Aim: Rewrite every one of the entries below, replacing "instance" with "occurrence" wherever it occurs and leaving all other text unchanged.

=== Data for this task ===

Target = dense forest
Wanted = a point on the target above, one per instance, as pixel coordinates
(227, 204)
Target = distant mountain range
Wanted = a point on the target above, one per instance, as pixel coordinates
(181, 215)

===

Solved exercise:
Target = dense forest
Wanted = a point on the target above, one per occurrence, as pixel coordinates
(227, 204)
Target = distant mountain range
Wanted = a point on the target above, one per occurrence, as pixel coordinates
(181, 215)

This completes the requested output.